> **Exercise requirements**: Identify and pull out each line of the entries in which "below" occurs.

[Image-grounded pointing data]
____________

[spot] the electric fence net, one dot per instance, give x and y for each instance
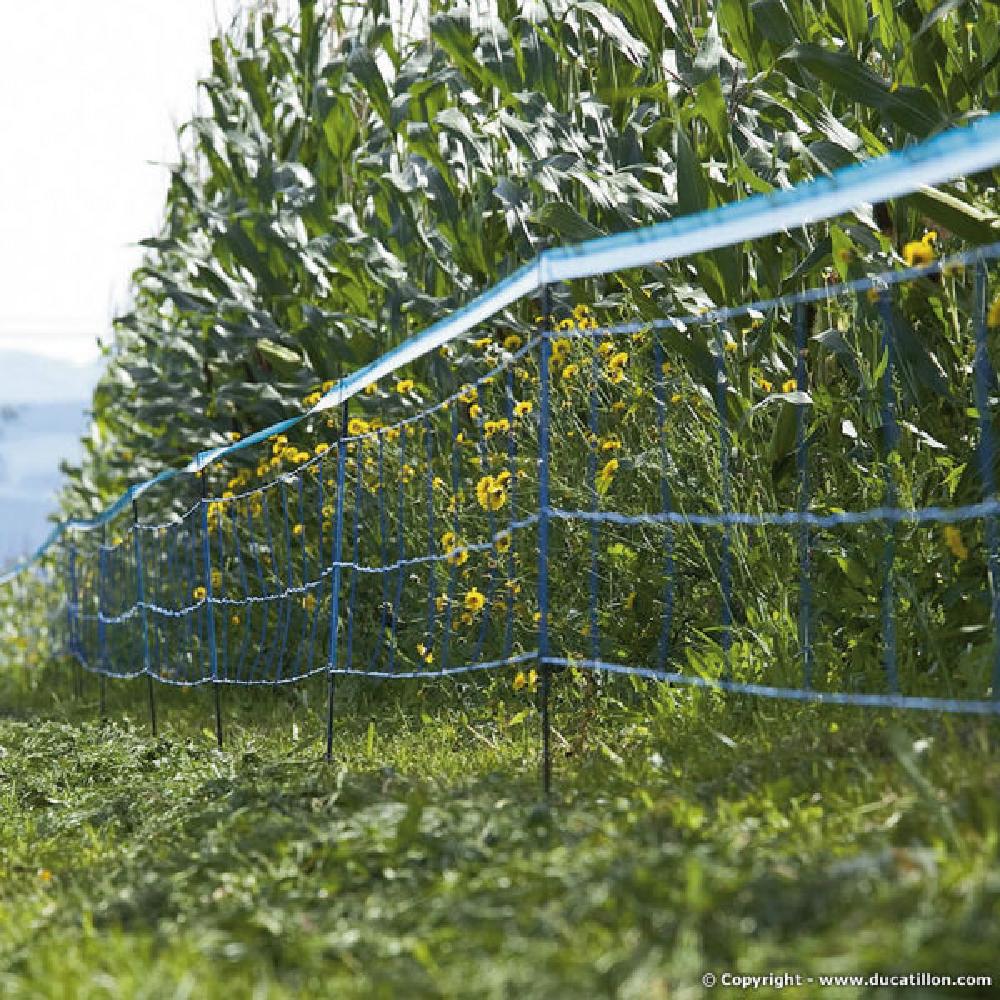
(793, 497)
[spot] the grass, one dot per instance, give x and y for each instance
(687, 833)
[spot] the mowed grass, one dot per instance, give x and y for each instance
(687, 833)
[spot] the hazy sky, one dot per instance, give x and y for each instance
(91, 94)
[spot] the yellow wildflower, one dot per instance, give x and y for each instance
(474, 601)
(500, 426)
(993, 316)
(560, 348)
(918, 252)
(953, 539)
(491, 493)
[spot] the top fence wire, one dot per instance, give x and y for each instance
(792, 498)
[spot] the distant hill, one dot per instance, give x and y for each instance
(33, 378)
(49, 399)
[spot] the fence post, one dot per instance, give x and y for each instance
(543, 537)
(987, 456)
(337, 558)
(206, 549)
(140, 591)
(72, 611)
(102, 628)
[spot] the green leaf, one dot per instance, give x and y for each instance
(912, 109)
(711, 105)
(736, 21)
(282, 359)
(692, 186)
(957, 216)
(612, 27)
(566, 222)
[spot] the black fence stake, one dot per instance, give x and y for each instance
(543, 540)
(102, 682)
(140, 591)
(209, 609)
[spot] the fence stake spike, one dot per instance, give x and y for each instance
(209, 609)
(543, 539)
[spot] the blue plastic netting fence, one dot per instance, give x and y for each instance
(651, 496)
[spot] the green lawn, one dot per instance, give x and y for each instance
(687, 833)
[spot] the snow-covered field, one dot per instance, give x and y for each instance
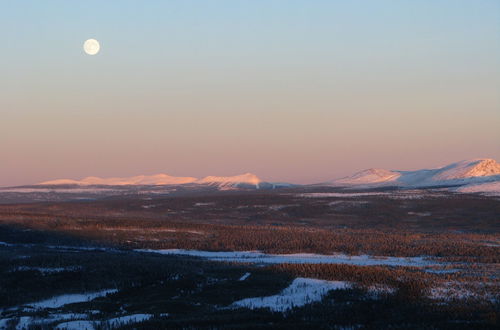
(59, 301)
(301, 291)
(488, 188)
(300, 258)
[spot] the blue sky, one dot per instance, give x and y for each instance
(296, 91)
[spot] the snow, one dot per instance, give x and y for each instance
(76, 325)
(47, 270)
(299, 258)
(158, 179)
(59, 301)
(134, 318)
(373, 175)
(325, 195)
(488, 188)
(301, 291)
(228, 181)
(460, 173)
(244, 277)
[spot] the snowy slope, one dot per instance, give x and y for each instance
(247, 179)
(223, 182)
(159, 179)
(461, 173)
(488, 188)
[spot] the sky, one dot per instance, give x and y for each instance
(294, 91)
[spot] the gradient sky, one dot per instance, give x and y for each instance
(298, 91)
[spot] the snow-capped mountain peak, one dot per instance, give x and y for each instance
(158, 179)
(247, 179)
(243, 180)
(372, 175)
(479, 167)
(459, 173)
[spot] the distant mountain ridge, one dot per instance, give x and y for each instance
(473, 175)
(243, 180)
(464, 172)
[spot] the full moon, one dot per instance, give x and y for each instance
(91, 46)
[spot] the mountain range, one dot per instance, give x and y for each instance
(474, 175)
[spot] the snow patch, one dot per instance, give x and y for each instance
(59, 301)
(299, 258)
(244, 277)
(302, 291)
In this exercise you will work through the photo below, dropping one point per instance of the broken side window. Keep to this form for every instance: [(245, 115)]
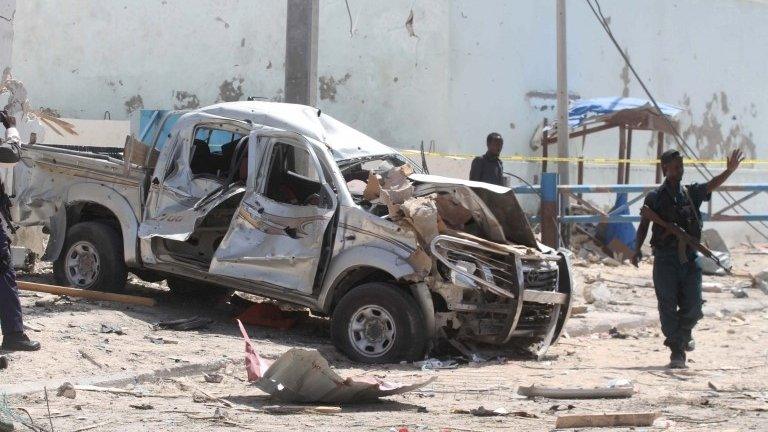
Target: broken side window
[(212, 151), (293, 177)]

____________

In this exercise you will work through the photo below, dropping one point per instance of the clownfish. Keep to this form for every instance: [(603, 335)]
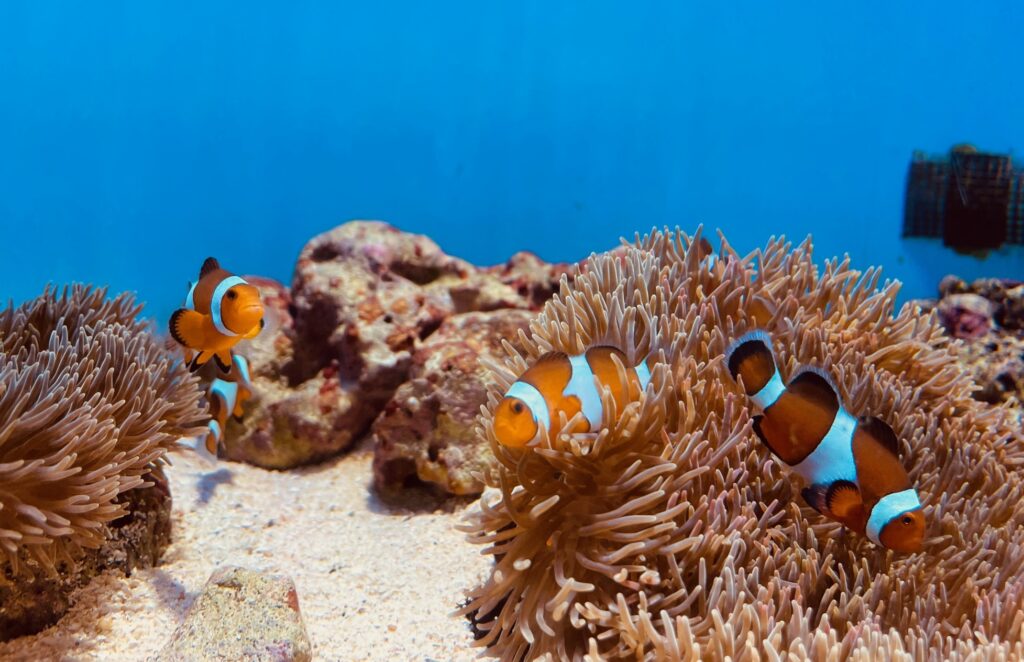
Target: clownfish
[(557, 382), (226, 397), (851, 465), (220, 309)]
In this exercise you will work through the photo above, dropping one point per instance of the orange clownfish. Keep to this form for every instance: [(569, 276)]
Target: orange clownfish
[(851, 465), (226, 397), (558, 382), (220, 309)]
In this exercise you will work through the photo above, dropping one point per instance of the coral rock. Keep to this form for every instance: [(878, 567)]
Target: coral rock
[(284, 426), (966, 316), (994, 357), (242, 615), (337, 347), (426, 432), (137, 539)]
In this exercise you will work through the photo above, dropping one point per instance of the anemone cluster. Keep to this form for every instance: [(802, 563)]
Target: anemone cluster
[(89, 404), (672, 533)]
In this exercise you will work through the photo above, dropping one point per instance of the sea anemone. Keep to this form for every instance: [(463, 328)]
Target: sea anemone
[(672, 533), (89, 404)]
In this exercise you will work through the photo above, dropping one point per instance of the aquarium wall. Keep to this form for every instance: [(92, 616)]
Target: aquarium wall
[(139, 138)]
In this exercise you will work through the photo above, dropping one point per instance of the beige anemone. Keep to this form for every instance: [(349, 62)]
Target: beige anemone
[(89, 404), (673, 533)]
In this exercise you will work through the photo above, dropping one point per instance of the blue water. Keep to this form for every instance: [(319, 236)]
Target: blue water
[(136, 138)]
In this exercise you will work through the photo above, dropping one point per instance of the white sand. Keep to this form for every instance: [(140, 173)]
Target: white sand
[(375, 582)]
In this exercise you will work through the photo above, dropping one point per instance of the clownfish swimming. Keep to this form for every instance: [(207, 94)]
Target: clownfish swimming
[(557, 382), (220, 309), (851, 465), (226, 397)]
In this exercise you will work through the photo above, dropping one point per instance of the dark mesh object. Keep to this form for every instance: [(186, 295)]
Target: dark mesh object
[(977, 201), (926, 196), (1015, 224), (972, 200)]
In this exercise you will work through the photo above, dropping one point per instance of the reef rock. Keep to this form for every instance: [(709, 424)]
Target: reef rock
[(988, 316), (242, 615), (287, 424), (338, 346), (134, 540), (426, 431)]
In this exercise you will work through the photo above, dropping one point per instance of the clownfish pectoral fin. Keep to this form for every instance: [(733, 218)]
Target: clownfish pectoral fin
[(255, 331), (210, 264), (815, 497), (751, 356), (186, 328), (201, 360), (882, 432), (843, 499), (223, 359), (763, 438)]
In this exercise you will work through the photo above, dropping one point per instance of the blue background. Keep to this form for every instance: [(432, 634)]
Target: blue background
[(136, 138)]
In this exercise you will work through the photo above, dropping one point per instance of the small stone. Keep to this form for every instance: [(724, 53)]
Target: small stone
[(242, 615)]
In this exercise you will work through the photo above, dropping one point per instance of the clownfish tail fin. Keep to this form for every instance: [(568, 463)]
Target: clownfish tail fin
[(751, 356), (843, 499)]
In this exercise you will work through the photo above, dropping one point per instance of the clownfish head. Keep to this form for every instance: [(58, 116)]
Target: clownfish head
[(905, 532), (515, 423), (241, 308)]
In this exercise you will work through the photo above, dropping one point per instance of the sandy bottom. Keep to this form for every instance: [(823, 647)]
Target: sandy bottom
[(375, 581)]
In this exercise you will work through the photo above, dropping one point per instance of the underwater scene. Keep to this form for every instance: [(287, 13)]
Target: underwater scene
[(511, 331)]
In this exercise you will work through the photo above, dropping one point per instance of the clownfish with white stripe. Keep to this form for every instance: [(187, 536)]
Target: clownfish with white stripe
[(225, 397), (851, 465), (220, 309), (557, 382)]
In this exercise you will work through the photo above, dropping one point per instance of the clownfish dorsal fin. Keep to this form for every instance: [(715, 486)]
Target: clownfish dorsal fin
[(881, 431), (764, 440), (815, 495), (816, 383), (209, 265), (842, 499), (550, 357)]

____________

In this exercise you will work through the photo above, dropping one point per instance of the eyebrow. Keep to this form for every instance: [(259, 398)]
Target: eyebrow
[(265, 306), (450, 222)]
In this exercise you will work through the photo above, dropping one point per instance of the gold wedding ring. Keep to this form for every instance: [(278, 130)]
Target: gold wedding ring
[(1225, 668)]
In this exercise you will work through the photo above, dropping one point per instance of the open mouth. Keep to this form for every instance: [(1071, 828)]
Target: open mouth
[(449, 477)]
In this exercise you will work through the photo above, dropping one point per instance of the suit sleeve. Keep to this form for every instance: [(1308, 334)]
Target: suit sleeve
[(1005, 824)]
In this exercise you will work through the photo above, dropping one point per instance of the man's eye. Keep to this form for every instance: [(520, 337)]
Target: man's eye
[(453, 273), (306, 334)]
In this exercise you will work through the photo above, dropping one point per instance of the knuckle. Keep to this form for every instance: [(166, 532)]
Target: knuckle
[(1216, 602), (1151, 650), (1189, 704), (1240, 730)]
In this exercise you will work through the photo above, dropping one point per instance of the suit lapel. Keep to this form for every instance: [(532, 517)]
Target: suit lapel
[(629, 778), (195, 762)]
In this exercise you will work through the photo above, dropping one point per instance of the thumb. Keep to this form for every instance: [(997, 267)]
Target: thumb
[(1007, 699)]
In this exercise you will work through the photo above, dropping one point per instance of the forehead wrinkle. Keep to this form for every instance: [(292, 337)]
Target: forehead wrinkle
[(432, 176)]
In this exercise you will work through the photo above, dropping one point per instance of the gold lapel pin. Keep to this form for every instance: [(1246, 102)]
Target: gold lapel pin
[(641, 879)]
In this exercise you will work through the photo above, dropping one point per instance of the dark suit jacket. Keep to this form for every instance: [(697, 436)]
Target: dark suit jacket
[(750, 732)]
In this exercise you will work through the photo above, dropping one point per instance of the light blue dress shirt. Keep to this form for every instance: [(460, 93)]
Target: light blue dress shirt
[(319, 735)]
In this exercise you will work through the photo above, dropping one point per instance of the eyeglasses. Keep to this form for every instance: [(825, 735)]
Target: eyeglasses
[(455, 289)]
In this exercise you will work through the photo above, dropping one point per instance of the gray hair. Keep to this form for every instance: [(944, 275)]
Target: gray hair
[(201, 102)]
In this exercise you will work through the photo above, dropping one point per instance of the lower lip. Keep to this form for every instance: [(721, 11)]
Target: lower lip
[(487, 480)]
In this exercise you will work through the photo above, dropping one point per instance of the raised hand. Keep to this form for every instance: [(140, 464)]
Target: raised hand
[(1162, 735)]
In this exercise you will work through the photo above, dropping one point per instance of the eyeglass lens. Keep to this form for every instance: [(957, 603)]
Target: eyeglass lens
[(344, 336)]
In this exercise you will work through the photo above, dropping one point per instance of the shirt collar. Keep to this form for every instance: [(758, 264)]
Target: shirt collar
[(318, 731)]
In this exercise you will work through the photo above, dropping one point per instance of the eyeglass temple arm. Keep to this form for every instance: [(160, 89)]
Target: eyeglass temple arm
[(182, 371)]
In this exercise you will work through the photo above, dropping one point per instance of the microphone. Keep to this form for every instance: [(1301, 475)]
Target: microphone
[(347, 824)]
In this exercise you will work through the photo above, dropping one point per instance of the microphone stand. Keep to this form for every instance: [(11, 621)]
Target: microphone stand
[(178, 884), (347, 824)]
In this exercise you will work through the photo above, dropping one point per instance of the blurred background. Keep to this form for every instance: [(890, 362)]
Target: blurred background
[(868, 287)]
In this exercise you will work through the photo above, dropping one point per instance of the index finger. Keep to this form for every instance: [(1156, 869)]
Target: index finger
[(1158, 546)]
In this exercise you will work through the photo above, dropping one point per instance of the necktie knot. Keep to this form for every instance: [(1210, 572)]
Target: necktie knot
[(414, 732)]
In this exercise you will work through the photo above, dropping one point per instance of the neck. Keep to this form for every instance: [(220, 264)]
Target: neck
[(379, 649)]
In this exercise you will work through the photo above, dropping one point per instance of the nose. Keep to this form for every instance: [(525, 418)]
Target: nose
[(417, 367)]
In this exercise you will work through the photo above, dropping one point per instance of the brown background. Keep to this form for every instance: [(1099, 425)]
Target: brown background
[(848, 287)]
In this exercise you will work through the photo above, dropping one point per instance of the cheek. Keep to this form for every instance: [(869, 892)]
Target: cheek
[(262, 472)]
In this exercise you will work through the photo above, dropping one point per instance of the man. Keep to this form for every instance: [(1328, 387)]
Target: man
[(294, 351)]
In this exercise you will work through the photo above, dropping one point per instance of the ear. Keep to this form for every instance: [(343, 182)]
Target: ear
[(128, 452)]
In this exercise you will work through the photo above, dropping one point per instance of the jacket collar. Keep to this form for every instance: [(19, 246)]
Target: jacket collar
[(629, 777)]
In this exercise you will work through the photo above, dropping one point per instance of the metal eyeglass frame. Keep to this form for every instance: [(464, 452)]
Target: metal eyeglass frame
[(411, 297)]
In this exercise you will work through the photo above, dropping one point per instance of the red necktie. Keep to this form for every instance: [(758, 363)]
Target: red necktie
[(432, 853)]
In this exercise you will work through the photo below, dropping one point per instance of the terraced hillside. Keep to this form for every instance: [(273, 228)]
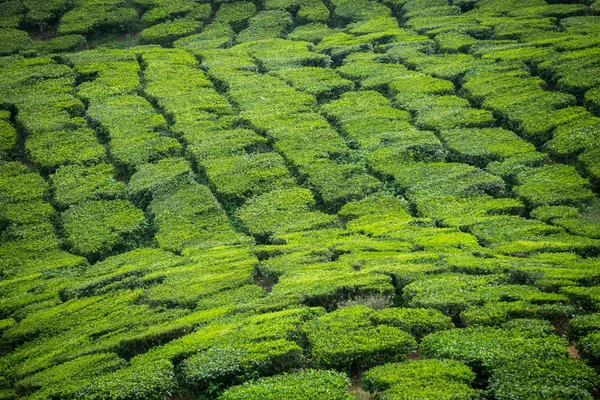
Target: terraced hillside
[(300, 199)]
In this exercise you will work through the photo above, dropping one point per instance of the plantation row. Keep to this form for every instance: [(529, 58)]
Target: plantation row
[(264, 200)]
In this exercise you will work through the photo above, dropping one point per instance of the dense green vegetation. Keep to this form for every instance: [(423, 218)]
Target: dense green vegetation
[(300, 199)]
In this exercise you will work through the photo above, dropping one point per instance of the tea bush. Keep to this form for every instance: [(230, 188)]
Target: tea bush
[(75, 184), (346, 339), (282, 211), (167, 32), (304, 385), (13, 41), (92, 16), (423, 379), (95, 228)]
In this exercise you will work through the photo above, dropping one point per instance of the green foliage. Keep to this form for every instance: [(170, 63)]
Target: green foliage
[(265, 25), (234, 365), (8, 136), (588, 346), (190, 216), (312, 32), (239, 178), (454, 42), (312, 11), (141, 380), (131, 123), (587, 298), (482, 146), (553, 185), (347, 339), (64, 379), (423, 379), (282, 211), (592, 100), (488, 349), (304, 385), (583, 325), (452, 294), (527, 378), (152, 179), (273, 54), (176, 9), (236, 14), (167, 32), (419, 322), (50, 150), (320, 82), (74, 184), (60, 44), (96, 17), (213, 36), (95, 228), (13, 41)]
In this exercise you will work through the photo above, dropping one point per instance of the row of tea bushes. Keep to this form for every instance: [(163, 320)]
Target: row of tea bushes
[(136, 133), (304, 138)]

____________

> **Reply to the task**:
In this exercise you will work through the photo below, dropping one point per instance of the broken side window. Keep to this form for every instance: [(245, 115)]
In this exercise you will work through the photo below, dropping one point per instance of the clownfish. Keep to this form for every instance: [(603, 335)]
In this exercise you will work through the photo below, dropping one point per instance of the terraced hillside. Keep to this form for every instance: [(273, 228)]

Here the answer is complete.